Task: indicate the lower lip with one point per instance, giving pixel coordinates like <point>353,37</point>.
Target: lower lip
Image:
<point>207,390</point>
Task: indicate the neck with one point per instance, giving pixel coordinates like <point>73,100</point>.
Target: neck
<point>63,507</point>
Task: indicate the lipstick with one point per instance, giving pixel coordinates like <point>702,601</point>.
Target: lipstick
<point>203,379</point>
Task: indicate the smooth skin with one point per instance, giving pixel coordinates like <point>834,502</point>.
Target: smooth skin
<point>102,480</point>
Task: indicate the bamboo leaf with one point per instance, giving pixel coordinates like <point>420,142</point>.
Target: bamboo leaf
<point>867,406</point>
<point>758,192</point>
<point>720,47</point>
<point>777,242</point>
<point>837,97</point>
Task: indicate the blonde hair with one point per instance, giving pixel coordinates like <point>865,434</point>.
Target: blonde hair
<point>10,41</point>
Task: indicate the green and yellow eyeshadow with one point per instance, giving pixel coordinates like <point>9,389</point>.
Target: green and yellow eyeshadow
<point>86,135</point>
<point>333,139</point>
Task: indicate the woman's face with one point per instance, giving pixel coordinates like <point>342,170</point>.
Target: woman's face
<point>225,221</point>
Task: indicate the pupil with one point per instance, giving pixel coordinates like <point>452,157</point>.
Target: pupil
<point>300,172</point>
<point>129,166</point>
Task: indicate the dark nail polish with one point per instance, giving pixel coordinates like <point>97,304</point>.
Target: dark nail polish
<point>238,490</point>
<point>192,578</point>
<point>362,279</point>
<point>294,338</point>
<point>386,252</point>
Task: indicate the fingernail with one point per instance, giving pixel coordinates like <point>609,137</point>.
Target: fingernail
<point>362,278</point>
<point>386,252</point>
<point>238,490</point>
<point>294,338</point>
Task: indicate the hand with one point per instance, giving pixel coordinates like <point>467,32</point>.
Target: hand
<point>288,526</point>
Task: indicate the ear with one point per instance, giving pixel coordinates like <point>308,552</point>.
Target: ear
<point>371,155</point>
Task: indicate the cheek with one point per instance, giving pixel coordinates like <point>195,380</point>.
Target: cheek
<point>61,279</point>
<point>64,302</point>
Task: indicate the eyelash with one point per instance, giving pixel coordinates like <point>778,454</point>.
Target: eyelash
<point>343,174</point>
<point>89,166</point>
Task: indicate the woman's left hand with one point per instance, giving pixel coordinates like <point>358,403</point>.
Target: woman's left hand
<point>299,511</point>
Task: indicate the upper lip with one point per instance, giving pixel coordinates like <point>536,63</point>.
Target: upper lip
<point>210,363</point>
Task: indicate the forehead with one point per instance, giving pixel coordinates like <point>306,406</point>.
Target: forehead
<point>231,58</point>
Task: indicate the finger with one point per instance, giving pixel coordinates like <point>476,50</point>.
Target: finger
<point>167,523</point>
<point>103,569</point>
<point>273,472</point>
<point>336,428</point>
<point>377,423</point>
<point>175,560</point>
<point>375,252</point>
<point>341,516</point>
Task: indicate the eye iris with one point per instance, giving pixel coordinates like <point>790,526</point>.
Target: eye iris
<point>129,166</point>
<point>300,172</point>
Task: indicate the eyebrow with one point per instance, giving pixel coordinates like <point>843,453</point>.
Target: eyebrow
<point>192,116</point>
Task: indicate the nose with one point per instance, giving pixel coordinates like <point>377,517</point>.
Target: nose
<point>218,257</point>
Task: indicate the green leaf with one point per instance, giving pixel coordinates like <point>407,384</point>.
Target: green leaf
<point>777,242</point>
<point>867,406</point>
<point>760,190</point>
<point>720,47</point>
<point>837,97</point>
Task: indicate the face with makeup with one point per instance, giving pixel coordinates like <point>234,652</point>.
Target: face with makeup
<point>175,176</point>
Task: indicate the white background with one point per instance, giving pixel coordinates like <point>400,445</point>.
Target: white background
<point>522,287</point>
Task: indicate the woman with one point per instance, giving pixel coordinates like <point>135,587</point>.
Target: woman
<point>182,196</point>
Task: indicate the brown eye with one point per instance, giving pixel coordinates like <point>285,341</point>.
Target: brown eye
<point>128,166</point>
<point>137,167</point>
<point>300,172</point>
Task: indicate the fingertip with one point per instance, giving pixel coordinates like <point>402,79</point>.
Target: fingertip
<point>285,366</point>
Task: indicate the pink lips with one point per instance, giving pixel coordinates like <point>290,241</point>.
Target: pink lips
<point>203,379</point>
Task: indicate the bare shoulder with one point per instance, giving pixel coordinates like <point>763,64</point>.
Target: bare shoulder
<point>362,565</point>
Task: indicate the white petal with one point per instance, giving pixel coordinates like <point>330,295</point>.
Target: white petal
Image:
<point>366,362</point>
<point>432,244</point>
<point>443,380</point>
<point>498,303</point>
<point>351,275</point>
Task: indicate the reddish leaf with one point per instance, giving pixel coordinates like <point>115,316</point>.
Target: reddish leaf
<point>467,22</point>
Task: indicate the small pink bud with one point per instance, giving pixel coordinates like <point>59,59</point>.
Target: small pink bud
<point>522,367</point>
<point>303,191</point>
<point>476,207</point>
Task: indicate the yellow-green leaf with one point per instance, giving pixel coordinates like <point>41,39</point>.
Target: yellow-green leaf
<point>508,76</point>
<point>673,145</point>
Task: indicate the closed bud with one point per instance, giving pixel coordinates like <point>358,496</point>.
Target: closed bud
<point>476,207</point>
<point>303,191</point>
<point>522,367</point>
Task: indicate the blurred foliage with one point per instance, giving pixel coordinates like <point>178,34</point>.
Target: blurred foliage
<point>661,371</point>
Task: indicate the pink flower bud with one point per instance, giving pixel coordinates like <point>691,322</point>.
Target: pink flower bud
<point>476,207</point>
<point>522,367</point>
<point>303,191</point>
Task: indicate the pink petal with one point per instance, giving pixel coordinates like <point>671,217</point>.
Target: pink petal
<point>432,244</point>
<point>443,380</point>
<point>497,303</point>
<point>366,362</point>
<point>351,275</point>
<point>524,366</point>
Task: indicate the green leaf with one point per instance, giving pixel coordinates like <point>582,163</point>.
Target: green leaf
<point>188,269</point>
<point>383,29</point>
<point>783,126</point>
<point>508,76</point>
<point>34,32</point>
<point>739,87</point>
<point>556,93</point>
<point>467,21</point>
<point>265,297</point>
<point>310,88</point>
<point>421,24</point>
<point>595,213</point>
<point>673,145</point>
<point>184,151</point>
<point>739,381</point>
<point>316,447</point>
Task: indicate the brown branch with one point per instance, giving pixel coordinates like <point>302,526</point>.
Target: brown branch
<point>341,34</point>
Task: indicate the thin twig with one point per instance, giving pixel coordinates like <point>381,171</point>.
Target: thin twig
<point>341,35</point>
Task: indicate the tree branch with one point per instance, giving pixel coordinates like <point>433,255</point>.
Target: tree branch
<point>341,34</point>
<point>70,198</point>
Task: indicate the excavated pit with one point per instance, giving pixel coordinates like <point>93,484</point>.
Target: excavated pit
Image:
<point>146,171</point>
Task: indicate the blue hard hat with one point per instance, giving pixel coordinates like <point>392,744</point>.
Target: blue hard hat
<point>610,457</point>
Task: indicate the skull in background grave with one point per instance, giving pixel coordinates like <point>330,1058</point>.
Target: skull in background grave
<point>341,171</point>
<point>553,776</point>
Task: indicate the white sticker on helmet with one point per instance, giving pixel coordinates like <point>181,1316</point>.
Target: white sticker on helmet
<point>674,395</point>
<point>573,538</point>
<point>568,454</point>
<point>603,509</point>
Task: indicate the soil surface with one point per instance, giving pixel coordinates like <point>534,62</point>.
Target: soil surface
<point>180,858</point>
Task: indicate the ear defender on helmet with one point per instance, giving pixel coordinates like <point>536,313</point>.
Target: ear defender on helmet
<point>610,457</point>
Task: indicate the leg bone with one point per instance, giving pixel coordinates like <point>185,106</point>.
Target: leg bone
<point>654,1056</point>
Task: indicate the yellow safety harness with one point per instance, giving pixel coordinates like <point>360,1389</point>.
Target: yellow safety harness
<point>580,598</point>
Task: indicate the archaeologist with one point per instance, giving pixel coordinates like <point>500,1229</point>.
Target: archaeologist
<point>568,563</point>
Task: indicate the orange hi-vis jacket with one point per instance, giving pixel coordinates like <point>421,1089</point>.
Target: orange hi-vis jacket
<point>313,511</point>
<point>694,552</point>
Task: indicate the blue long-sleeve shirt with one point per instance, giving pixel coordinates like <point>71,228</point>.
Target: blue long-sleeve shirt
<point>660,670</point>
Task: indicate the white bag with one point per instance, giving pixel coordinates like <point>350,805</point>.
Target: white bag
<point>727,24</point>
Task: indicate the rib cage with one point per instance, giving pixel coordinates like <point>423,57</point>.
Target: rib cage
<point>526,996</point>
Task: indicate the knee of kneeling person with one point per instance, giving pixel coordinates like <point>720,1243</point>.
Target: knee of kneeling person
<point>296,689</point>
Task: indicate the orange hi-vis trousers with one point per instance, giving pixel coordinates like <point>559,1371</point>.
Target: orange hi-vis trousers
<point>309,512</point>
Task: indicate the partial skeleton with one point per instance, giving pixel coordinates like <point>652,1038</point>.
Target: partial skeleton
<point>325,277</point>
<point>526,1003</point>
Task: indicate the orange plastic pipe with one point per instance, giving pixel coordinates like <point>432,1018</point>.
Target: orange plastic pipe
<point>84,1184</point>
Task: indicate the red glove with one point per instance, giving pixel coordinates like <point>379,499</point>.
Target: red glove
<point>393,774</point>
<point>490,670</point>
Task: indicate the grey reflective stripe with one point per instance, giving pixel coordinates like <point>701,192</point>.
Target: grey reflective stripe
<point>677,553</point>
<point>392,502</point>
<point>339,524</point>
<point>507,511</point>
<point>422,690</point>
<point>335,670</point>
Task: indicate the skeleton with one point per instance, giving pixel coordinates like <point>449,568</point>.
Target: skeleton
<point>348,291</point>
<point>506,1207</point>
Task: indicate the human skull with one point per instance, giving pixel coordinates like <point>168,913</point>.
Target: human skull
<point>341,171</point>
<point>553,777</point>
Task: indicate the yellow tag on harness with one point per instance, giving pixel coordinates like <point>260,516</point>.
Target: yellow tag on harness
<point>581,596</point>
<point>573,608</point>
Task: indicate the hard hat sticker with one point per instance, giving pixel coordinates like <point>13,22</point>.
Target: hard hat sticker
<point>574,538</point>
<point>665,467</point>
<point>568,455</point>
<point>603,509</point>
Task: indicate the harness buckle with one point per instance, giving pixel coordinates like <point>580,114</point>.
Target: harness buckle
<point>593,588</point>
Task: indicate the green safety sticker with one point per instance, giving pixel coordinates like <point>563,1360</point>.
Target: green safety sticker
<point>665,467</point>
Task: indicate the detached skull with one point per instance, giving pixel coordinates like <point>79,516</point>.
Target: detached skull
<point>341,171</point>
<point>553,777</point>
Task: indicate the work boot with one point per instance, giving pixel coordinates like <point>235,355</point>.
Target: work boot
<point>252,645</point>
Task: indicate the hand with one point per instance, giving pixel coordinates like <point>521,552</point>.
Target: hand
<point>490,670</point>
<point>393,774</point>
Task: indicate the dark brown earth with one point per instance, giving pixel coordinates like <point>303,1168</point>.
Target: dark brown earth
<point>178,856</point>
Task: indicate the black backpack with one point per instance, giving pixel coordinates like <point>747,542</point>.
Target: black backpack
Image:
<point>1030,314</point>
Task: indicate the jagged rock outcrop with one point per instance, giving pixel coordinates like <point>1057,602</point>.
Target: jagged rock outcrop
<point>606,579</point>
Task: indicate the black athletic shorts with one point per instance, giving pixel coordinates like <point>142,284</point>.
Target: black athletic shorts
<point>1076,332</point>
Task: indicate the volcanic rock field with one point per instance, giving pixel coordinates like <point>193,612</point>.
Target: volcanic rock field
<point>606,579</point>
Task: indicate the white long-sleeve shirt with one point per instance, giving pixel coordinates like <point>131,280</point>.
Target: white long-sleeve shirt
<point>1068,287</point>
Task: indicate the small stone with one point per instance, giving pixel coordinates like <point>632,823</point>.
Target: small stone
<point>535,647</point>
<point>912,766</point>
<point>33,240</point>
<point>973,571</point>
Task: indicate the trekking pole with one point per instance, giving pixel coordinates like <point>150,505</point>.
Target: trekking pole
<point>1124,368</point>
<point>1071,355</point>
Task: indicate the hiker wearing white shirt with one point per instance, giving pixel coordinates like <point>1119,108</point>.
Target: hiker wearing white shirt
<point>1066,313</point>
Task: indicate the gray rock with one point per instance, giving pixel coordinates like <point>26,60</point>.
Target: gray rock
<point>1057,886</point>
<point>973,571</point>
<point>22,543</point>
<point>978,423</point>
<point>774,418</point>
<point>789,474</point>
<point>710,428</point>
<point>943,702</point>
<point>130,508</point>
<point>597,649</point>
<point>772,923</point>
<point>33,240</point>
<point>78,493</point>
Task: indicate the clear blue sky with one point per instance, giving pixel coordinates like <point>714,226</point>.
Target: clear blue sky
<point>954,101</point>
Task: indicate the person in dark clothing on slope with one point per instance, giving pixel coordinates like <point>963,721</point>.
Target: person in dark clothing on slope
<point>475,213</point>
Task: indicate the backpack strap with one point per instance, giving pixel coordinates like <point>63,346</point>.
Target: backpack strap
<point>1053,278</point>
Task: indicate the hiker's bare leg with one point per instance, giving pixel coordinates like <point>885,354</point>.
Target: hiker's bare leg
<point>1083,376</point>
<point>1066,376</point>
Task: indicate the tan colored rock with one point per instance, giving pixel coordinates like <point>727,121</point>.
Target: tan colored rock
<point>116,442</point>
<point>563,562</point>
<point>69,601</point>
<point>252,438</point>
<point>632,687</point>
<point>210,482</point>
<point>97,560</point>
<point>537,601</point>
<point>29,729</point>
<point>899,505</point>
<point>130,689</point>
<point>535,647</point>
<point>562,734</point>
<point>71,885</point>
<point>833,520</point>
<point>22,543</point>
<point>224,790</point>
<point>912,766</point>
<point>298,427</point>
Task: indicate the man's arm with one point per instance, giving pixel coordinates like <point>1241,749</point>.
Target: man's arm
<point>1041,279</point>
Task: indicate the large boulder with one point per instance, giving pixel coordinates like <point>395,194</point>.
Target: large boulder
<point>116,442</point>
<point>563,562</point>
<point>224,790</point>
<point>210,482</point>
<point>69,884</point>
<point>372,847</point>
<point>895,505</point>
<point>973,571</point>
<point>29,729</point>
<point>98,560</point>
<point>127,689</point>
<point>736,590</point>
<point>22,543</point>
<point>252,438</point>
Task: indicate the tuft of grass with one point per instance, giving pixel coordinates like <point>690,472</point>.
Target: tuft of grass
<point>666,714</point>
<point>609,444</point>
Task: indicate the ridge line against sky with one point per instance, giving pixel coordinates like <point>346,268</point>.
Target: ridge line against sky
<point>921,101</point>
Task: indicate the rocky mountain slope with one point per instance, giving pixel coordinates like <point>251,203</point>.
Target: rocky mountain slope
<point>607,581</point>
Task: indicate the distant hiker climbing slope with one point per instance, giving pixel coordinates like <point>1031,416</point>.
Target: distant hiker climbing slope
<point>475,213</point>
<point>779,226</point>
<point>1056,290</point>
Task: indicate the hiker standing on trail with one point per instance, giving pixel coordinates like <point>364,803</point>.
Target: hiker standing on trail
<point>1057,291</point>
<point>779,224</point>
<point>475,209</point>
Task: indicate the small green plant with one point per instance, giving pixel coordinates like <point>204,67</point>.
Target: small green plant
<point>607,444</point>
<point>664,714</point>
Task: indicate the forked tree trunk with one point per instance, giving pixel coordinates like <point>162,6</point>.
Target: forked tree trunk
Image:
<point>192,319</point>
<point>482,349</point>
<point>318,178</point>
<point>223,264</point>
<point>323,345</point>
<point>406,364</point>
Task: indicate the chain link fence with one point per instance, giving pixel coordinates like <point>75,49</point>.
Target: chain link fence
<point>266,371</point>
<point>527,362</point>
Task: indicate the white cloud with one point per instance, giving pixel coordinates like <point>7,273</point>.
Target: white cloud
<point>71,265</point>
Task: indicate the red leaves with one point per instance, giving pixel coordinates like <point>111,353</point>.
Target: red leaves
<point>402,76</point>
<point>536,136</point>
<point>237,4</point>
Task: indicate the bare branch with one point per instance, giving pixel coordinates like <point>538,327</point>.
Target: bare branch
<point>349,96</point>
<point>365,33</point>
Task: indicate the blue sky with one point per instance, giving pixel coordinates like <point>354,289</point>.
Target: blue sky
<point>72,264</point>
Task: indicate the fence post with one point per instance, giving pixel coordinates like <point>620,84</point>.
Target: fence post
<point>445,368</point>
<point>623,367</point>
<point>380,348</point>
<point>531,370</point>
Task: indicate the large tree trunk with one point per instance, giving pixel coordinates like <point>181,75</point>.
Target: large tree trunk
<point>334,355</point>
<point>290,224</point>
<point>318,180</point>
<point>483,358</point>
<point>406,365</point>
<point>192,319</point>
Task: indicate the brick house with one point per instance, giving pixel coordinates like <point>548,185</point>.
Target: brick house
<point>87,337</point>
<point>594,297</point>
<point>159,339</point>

*Instructions to follow:* Update the stretch from the line containing "Task: indicate the red glove" through the line containing "<point>573,608</point>", replacing "reflective" with "reflecting" and keeping everything else the same.

*Solution to the problem:*
Task: indicate the red glove with one point per instance, giving pixel coordinates like <point>379,499</point>.
Target: red glove
<point>393,774</point>
<point>490,670</point>
Task: indicate the grey reflecting stripe with one point per instance, giving pixel coordinates like <point>701,192</point>.
Target: grey reflecting stripe
<point>677,553</point>
<point>392,502</point>
<point>339,524</point>
<point>507,511</point>
<point>422,690</point>
<point>335,670</point>
Task: indicate the skeleton with one point per instance, giving pixel coordinates like <point>449,568</point>.
Target: skeleton
<point>348,291</point>
<point>506,1207</point>
Task: indicate the human skull with one point per instance, giving pixel coordinates like <point>168,913</point>.
Target: human skull
<point>341,171</point>
<point>553,777</point>
Task: indicate the yellow tag on harness with one point per instance, giving pixel coordinates like <point>260,516</point>.
Target: yellow tag on harness
<point>581,596</point>
<point>573,608</point>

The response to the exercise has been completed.